* Task material *
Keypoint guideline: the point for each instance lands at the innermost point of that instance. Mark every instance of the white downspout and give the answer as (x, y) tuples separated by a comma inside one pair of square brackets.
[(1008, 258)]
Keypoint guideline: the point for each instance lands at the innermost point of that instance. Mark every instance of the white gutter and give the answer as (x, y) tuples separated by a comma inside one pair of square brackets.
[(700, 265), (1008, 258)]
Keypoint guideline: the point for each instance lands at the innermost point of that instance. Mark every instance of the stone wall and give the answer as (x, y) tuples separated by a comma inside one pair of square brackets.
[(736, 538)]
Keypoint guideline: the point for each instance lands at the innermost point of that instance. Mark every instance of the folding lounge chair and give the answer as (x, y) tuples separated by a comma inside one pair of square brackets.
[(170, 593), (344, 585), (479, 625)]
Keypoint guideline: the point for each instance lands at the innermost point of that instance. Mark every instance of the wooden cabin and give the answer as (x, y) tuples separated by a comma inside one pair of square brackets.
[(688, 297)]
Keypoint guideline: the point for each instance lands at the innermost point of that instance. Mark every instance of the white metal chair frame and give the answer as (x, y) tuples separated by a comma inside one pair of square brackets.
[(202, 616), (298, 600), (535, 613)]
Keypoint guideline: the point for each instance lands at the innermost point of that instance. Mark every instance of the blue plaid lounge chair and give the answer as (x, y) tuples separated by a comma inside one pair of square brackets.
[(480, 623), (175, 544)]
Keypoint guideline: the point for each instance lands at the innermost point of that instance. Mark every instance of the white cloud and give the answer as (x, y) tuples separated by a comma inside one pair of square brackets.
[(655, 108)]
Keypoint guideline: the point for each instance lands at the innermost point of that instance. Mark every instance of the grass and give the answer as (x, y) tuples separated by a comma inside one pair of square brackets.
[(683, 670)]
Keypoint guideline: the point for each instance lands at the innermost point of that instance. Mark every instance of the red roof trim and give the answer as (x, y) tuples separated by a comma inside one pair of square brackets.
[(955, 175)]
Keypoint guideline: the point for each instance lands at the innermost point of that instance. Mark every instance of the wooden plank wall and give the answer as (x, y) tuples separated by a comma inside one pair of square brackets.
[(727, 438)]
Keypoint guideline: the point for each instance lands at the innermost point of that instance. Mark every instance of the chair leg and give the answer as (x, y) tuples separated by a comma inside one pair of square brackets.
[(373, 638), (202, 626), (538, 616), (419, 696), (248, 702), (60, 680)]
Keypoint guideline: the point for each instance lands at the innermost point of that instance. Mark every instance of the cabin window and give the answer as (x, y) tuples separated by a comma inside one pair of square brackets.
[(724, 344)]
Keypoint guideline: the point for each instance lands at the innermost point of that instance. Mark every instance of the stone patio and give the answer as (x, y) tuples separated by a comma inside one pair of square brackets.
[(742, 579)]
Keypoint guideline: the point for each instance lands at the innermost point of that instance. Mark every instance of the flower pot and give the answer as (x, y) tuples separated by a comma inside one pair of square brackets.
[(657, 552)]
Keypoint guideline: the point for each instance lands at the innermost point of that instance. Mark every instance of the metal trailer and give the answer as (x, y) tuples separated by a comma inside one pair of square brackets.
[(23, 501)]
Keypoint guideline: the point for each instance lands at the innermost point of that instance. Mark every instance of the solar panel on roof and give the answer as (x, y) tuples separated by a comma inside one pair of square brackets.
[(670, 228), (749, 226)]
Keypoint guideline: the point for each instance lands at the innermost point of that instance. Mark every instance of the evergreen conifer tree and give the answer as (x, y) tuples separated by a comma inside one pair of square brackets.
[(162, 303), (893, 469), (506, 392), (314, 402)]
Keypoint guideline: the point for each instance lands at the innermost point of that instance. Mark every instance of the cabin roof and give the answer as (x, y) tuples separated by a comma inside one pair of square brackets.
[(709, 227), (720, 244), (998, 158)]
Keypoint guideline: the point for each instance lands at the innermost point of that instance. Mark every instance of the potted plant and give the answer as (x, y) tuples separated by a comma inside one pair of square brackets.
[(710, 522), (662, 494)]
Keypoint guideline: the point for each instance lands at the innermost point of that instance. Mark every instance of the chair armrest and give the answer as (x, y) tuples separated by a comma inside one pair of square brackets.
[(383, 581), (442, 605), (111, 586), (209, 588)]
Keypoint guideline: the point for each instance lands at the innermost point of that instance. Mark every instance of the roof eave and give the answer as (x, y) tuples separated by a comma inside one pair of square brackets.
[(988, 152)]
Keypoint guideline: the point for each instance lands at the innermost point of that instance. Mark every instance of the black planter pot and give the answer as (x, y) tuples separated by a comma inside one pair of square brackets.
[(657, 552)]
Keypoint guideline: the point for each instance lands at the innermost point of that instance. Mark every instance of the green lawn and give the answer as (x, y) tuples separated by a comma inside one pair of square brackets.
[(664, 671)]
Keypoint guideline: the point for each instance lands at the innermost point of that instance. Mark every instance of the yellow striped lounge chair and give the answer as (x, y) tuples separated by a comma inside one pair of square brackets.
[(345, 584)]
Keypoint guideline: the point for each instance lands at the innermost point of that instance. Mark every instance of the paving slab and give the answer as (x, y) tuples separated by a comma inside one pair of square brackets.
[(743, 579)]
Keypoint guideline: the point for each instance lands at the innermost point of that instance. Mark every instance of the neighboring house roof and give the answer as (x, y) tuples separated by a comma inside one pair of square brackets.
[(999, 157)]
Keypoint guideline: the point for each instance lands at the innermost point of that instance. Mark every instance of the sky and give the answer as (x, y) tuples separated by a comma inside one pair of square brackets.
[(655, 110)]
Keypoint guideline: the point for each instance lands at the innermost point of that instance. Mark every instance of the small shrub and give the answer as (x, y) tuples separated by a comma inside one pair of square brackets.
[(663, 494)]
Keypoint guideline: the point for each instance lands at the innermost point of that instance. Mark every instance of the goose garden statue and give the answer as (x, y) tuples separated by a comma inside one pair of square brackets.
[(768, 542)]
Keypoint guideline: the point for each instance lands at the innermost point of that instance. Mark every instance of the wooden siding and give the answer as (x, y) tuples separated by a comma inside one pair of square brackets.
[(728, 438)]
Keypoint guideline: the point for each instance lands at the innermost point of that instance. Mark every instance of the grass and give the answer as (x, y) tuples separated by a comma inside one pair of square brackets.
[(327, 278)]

* Exercise *
Reproduce the data in full. Nothing in it may be altered.

* Response area *
Keypoint guideline: the point for each instance lands at the innermost point of that instance. Mark every instance of the white downspout and give the answer as (x, y) tuples separated by a comma inside one pair of square brackets.
[(1008, 258)]
Keypoint guideline: the point for each instance lands at the innermost point of that instance. Mark every instance of the white gutter and give the answer as (x, y) tuples separated by a comma inside one pair of square brackets.
[(700, 265), (1008, 258)]
Keypoint guideline: the point for each instance lands at the innermost point of that instance. Mark every instance of the stone wall and give the answer as (x, y) tuples separated by a comma inside one pair of square brackets.
[(736, 538)]
Keypoint guideline: the point for each instance lands at the innermost point of that instance. Mark every instance of the folding lounge chair and give the answer as (x, y) tuples separated by a comma inside one pair of square brackets.
[(170, 593), (344, 585), (479, 625)]
Keypoint guideline: the point for each instance lands at the innermost point of that instance. Mark every instance of the wooden cabin and give the answer as (x, y) tuples separated by a comma inside one pair of square brackets.
[(688, 297)]
Keypoint guideline: the point for each instance lands at the innermost point of that instance. Mark every instance of the white metal chair frame and give the answer as (x, y) tuples separated by a comma inside one pair of square brackets.
[(202, 616), (298, 600), (535, 613)]
Keypoint guideline: the point for each instance lands at the innermost point of that instance. Mark every instance of the blue plaid lounge chair and give the answer as (x, y) tuples separated by a comma inside one pair of square brackets.
[(480, 623), (175, 544)]
Keypoint guideline: the point for each instance lands at the innermost point of that instance. Mark every instance of the white cloud and give the answer as (x, y) tuples separated by a comma inside one pair of square brackets.
[(655, 108)]
Keypoint guideline: the point for each instance lands at the innermost point of that instance. Mark every instance of the grass and give the answer as (x, y) tuples separated by a comma inside one pair of square brackets.
[(683, 670)]
Keypoint guideline: the point for each instance lands at the innermost point of that instance. Mark every instance of the red roof trim and give the answer as (x, y) tuples separated by a comma inside one pair of square brackets.
[(955, 175)]
Keypoint guideline: the point for each instance lands at the innermost point of that instance. Mark every instance of the wooden plank wall and give the answer as (x, y) tuples separated by a comma inside one pair of square brackets.
[(727, 438)]
Keypoint guideline: the point for each instance lands at the innermost point of that instance. Mark every instance of the chair leg and give the answer as (x, y) tuples separated by a comma inside one pair of square brackets.
[(373, 638), (202, 626), (538, 616), (419, 696), (248, 702), (60, 680)]
Keypoint guideline: the point for each instance lands at the innermost point of that instance. Mark every instance of the cabin window and give the answer as (x, y) tuples separated by a comma inside one pair of square brackets.
[(724, 344)]
Keypoint guideline: the point for each instance lands at the innermost point of that instance. Mark every instance of the stone patio and give the answer as (x, y) tuples separated by a comma inside one pair of square brackets.
[(742, 579)]
Keypoint guideline: the point for each instance lands at the innermost point of that instance. Mark every instance of the flower pot and give the answer as (x, y) tuples separated by a comma inside one pair of square brackets.
[(657, 552)]
Keypoint guideline: the point for each instance lands at the innermost point of that instance. Mark every instance of the metal trailer and give the answer as (x, y) tuples separated by a comma inside one pair of square brackets.
[(23, 501)]
Keypoint guideline: the point for each instance lands at the innermost point of that instance. Mark every instance of the solar panel on roof and give the answer as (x, y) tuples separated by a comma inside one pair of square brackets.
[(670, 228), (749, 226)]
Keypoint guideline: the point for each instance lands at the innermost point of that instance. Mark every instance of the evergreen conifer tree and give the answer as (x, y) tuples separated by a comma inside one pair of square brackets.
[(162, 303), (893, 469), (506, 392), (314, 402)]
Keypoint guideline: the point for each instance lands at the innermost point of that instance. Mark every instance of the cabin roof and give the answer as (x, y) tuples separated by a comma inside one pair of square brackets.
[(709, 227), (720, 244), (998, 158)]
Keypoint guideline: the point for each instance lands at the innermost point of that instance. Mark every instance of the potted plant and give the answer as (x, y) tuples separated by a comma inside one pair of square brackets.
[(710, 522), (662, 494)]
Keypoint guideline: the point for each instance lands at the innermost point of that instance. Mark every instance of the chair armrest and give the answer as (x, y) tuples separated by a comma inside one pair of square brackets.
[(383, 581), (442, 605), (111, 586), (209, 588)]
Keypoint guideline: the point for each instance lands at the innermost point of that instance. Mark every instance of the roof eave and give the answer as (x, y) tuples separated by a comma inside one pair of square brackets.
[(988, 152)]
Keypoint guideline: the point for each instance lands at the innermost point of that instance. Mark every instance of the black planter pot and give the answer as (x, y) tuples separated by a comma inside one pair of square brackets.
[(657, 552)]
Keypoint guideline: the point for each instance lands at the innermost point of that instance. Mark every instance of the green lawn and give the answer as (x, y) tuples separated by a comma inside one pair of square brackets.
[(664, 671)]
Keypoint guideline: the point for each instance lands at the innermost point of that instance. Mark every instance of the yellow striped lounge chair and give the answer as (x, y) tuples separated by a comma inside one pair of square brackets.
[(345, 584)]
Keypoint guideline: the point for each instance lands at the innermost point of that instance. Mark every instance of the paving slab and give the answer as (x, y) tuples separated by a comma inside one pair of square brackets.
[(743, 579)]
Keypoint guideline: the point for each instance lands at the innermost point of that instance. Mark every instance of the neighboring house roof and give the answer as (x, y) tuples separated by a comma inside one pair of square brackets.
[(999, 157)]
Keypoint guideline: the point for each instance lands at the innermost point of that instance. Mark every instance of the sky and give the answer as (x, y) tuples separated by a comma inside one pair of square brackets.
[(655, 110)]
Keypoint guideline: the point for each instance lands at the innermost point of that instance. Mark every instance of the small shrub and give the answer as (x, y) tuples separated by a comma inside one pair of square brackets.
[(663, 494)]
Keypoint guideline: the point for each instance lands at the innermost point of that instance. Mark every instance of the goose garden statue and give the answer as (x, y) tuples separated by a comma inside one pair of square brackets.
[(768, 542)]
Keypoint guideline: the point for each instance lands at the innermost point of that instance. Mark every instance of the wooden siding and give the answer as (x, y) tuples separated by a comma inside one pair of square brackets.
[(728, 438)]
Keypoint guideline: the point for each instance lands at the innermost point of that instance. Mark every instance of the grass and give the answer as (x, y) tuples separated by a comma inside one pair of square brackets.
[(327, 278)]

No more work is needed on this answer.